====== EXTRACTED INFORMATION ======

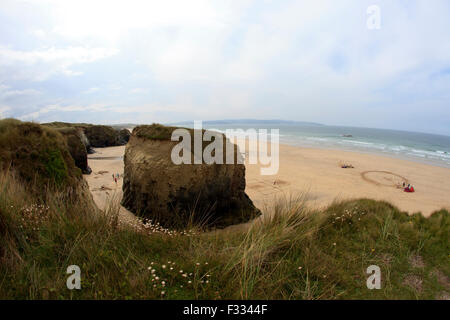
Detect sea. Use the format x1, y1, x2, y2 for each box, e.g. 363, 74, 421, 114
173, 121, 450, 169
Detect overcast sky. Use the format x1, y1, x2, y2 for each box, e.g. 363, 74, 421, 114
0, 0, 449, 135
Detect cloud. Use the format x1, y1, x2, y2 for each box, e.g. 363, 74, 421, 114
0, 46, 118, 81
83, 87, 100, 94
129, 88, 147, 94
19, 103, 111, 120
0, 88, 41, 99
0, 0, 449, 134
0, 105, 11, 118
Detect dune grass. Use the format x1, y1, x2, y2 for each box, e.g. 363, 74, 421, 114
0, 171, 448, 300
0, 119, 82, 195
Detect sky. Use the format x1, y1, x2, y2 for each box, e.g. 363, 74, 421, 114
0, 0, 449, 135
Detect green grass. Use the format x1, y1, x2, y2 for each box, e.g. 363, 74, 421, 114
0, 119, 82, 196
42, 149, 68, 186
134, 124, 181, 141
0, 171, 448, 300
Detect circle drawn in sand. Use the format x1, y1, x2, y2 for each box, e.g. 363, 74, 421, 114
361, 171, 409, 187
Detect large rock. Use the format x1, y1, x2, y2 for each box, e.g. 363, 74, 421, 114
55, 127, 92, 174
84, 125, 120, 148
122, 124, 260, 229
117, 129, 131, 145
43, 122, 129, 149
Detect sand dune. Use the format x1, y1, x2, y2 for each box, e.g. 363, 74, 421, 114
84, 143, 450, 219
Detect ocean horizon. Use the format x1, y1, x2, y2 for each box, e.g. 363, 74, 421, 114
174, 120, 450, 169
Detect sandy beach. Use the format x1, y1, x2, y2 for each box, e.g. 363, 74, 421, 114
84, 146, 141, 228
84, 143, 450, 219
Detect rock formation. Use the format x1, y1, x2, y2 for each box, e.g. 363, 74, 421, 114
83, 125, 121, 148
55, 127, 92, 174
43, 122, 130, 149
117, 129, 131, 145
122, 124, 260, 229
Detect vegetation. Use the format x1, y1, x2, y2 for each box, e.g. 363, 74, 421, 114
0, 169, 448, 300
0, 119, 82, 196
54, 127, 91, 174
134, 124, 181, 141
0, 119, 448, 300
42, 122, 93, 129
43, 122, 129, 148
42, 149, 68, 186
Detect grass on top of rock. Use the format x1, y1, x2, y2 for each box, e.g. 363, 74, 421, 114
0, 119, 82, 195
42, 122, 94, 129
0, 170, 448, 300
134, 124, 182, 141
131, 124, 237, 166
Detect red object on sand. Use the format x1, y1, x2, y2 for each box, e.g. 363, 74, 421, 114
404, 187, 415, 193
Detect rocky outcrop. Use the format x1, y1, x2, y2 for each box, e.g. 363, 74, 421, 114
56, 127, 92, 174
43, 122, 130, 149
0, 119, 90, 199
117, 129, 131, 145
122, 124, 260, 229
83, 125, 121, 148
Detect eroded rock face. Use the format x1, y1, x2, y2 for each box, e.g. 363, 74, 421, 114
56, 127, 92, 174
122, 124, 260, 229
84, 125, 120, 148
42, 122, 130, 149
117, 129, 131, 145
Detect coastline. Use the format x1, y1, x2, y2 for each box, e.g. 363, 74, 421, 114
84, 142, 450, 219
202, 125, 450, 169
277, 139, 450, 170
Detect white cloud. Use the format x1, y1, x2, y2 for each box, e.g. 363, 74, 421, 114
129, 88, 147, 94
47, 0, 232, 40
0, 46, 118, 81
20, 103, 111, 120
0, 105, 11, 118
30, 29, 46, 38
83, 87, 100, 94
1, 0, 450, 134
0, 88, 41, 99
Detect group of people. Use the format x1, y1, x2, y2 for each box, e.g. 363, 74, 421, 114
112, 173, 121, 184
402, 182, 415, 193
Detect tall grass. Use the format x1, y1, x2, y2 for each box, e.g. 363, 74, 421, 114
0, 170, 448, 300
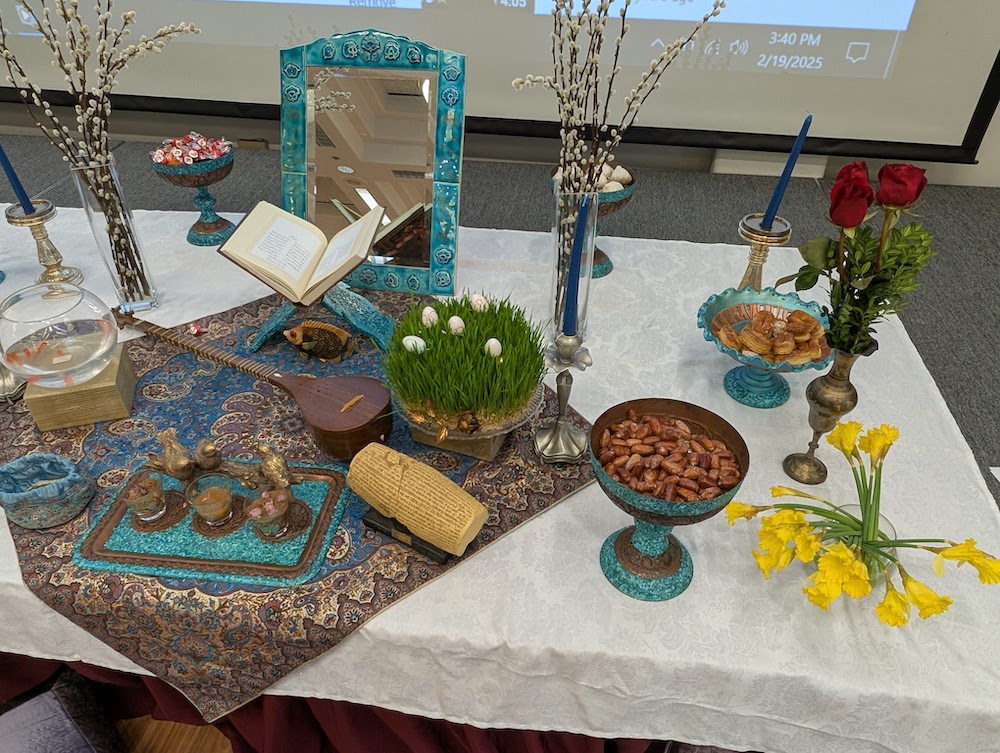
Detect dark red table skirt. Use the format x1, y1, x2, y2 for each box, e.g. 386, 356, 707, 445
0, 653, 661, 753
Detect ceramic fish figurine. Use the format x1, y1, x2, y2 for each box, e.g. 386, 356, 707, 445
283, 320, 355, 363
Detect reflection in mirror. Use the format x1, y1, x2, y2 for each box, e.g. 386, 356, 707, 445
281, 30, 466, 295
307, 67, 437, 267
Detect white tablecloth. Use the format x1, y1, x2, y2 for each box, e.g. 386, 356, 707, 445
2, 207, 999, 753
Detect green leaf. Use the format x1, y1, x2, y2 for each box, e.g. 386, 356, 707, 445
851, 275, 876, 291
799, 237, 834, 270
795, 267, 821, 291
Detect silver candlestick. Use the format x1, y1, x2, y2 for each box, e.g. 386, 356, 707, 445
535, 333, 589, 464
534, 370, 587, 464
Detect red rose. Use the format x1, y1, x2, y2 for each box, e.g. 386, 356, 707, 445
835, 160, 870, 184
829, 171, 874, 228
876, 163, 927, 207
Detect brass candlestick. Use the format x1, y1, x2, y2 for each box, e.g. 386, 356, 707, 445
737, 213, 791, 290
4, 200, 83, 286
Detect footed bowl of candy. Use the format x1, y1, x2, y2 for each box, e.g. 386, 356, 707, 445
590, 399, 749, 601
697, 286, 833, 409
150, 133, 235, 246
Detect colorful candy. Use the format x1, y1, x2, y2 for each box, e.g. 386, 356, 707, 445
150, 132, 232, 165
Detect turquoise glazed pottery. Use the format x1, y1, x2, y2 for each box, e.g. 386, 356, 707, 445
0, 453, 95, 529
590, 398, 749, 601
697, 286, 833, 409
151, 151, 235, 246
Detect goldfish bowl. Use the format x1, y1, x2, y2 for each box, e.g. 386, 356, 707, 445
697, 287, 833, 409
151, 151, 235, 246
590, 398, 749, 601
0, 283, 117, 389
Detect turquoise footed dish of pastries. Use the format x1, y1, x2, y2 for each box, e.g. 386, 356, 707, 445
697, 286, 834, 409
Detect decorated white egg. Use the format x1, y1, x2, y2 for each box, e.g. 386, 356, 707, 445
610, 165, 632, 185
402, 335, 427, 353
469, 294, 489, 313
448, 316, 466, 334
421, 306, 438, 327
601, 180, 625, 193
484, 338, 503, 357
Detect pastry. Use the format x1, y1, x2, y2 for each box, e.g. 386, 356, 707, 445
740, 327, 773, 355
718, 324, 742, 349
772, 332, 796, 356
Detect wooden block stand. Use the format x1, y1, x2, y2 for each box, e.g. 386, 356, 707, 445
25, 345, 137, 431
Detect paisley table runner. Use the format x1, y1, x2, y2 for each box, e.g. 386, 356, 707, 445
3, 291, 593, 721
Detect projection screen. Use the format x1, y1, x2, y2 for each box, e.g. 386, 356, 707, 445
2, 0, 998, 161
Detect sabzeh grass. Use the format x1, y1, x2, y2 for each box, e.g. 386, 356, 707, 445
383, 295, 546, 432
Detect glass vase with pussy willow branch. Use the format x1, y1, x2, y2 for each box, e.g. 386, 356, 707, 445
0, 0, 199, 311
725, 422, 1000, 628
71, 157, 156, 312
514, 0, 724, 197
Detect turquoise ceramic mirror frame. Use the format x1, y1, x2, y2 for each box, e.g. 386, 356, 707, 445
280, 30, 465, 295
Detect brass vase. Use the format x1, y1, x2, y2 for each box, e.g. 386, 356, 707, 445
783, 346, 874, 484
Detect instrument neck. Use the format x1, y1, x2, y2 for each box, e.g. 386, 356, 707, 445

======

For the records above, output each one exactly and skip any image.

Detect sea. Use the format x1, y1, x2, y2 for each box, e.g. 363, 74, 421, 114
173, 121, 450, 169
Detect overcast sky. Use the format x1, y1, x2, y2 for each box, e.g. 363, 74, 421, 114
0, 0, 449, 135
Detect cloud. Use the format x1, y1, x2, y2 for each box, e.g. 363, 74, 421, 114
0, 46, 118, 81
83, 87, 100, 94
129, 88, 147, 94
19, 103, 111, 120
0, 88, 41, 99
0, 0, 449, 134
0, 105, 11, 118
Detect dune grass. Use the format x1, y1, x2, y2 for each box, e.g. 363, 74, 421, 114
0, 171, 448, 300
0, 119, 82, 195
Detect sky. Use the format x1, y1, x2, y2 for each box, e.g. 363, 74, 421, 114
0, 0, 449, 135
Detect green grass. Use the format x1, y1, x2, y2 for each box, e.g. 363, 74, 421, 114
0, 119, 82, 196
42, 149, 68, 186
134, 124, 181, 141
0, 171, 448, 300
Detect circle drawn in sand. Use the format x1, y1, x2, y2 for each box, e.g. 363, 74, 421, 114
361, 171, 409, 187
Detect large rock. Use the format x1, y1, x2, y2 for each box, e.g. 363, 74, 421, 114
55, 127, 92, 174
84, 125, 120, 148
122, 124, 260, 229
117, 129, 131, 145
43, 122, 129, 149
Detect sand dune. Use the format x1, y1, x2, y2 for each box, e.g. 363, 74, 421, 114
84, 143, 450, 219
Detect ocean horizon. Use the format x1, y1, x2, y2 for each box, e.g. 363, 74, 421, 114
174, 120, 450, 169
Detect sandy beach. Use the format x1, y1, x2, y2 for each box, e.g. 363, 74, 421, 114
84, 146, 141, 228
84, 143, 450, 219
Detect rock formation. Use the format x1, y1, x2, y2 for each box, e.g. 363, 74, 421, 114
83, 125, 121, 148
55, 127, 92, 174
43, 122, 130, 149
117, 129, 131, 145
122, 124, 260, 229
Detect vegetation. Use the format x1, y1, x2, y2 for each box, e.g. 363, 74, 421, 114
0, 169, 448, 300
0, 119, 82, 196
54, 127, 91, 174
134, 124, 181, 141
0, 119, 448, 300
42, 122, 93, 129
43, 122, 129, 148
42, 149, 68, 186
Detect grass on top of rock. Use the format x1, y1, x2, y2 for each box, e.g. 363, 74, 421, 114
0, 119, 82, 195
42, 122, 94, 129
0, 170, 448, 300
134, 124, 182, 141
131, 124, 237, 166
Detect red object on sand. Use the format x1, y1, x2, y2 for each box, e.g. 363, 74, 421, 114
404, 187, 415, 193
Detect rocky outcrop. Use the format x1, y1, x2, y2 for each box, e.g. 363, 74, 421, 114
56, 127, 92, 174
43, 122, 130, 149
0, 119, 90, 199
117, 129, 131, 145
122, 124, 260, 229
83, 125, 121, 148
Detect eroded rock face. Use the format x1, y1, x2, y2 for each box, e.g. 363, 74, 421, 114
56, 127, 92, 174
122, 124, 260, 229
84, 125, 120, 148
42, 122, 130, 149
117, 129, 131, 145
Detect coastline. Use the format x1, y1, x2, y2 for each box, e.g. 363, 74, 421, 114
84, 142, 450, 219
202, 125, 450, 169
277, 139, 450, 170
Detect white cloud. Use the format x1, y1, x2, y2 for each box, e.g. 363, 74, 421, 114
129, 88, 147, 94
47, 0, 232, 40
0, 46, 118, 81
20, 103, 111, 120
0, 105, 11, 118
30, 29, 46, 38
83, 87, 100, 94
1, 0, 450, 134
0, 88, 41, 99
Detect group of people. Use the format x1, y1, x2, y2 for each box, e.g. 363, 74, 421, 114
112, 173, 121, 184
402, 182, 415, 193
Detect tall grass. Use the format x1, y1, x2, y2 for each box, e.g. 363, 74, 421, 114
0, 170, 448, 300
Detect dark red table skirt. Use the format x1, y1, x2, y2 for each box, e.g. 386, 356, 707, 445
0, 653, 661, 753
Detect ceramic fish figurine. Use the format x1, y1, x2, y2 for each box, e.g. 386, 356, 707, 445
283, 320, 355, 363
Detect reflection in mirror. Use the format x1, y1, x2, y2 for each box, e.g. 386, 356, 707, 445
281, 30, 466, 295
307, 67, 437, 267
Detect white tablecloth. Use the format x1, y1, x2, y2 for each box, e.g. 386, 356, 707, 445
2, 207, 999, 753
Detect green leaf. Use the format x1, y1, x2, y2 for each box, e.g. 386, 356, 707, 445
851, 275, 876, 291
799, 237, 834, 270
795, 267, 821, 291
Detect silver candlestick. Use the format x1, y1, x2, y2 for each box, e.g. 386, 356, 707, 445
535, 333, 589, 464
534, 370, 587, 464
Detect red rose. Use the format x1, y1, x2, y2 for each box, e.g. 386, 356, 707, 445
835, 160, 870, 184
829, 171, 874, 228
876, 163, 927, 207
Detect brass candlestick. Use the format x1, y1, x2, y2 for each box, e.g. 386, 356, 707, 445
737, 213, 791, 290
4, 200, 83, 286
Detect footed bowl of candy. Use the format x1, y1, x2, y2 for each box, e.g. 386, 356, 707, 445
590, 399, 749, 601
697, 286, 833, 409
150, 133, 235, 246
Detect colorful candy. Use the format x1, y1, x2, y2 for each box, e.g. 386, 356, 707, 445
150, 132, 232, 165
Detect turquoise glazed pottery. Use the format x1, y1, x2, y2 for each box, e.g. 386, 356, 707, 445
0, 453, 95, 529
590, 398, 749, 601
697, 286, 833, 409
151, 151, 235, 246
Detect goldfish bowl. Use the format x1, y1, x2, y2 for each box, e.g. 386, 356, 707, 445
697, 287, 833, 409
151, 151, 235, 246
590, 398, 749, 601
0, 283, 117, 389
Detect turquoise footed dish of pastries. Use the format x1, y1, x2, y2 for each box, e.g. 386, 356, 707, 445
697, 286, 834, 409
Detect decorated white egg. Use the format x1, y1, x2, y2 for each box, e.g. 386, 356, 707, 445
610, 165, 632, 185
402, 335, 427, 353
469, 294, 489, 313
448, 316, 466, 334
421, 306, 438, 327
601, 180, 625, 193
484, 338, 503, 357
Detect pastry. Use the format x1, y1, x2, y2 for each box, e.g. 386, 356, 707, 445
740, 327, 773, 355
718, 324, 742, 349
772, 332, 796, 356
Detect wooden block stand. Use the format x1, y1, x2, y2 for each box, e.g. 386, 356, 707, 445
25, 345, 137, 431
Detect paisley table runner. Use the format x1, y1, x2, y2 for each box, e.g. 386, 356, 707, 445
3, 291, 593, 721
Detect projection screen. Use the format x1, y1, x2, y2 for each box, e.g. 386, 356, 707, 445
2, 0, 998, 161
Detect sabzeh grass. Use the format x1, y1, x2, y2 for each box, e.g. 386, 356, 707, 445
383, 295, 546, 432
Detect glass vase with pussy willow branch. Use the format x1, y1, x2, y2 for each box, e.g. 386, 356, 707, 445
0, 0, 199, 311
725, 422, 1000, 628
71, 157, 156, 312
514, 0, 724, 197
Detect turquoise ceramic mirror frame. Use the format x1, y1, x2, y2 for each box, e.g. 386, 356, 707, 445
280, 30, 465, 295
Detect brass vase. Use the format x1, y1, x2, y2 for each box, e.g. 386, 356, 707, 445
783, 346, 874, 484
Detect instrument neck. Use the format x1, y1, x2, y2 for each box, e.g. 386, 356, 707, 445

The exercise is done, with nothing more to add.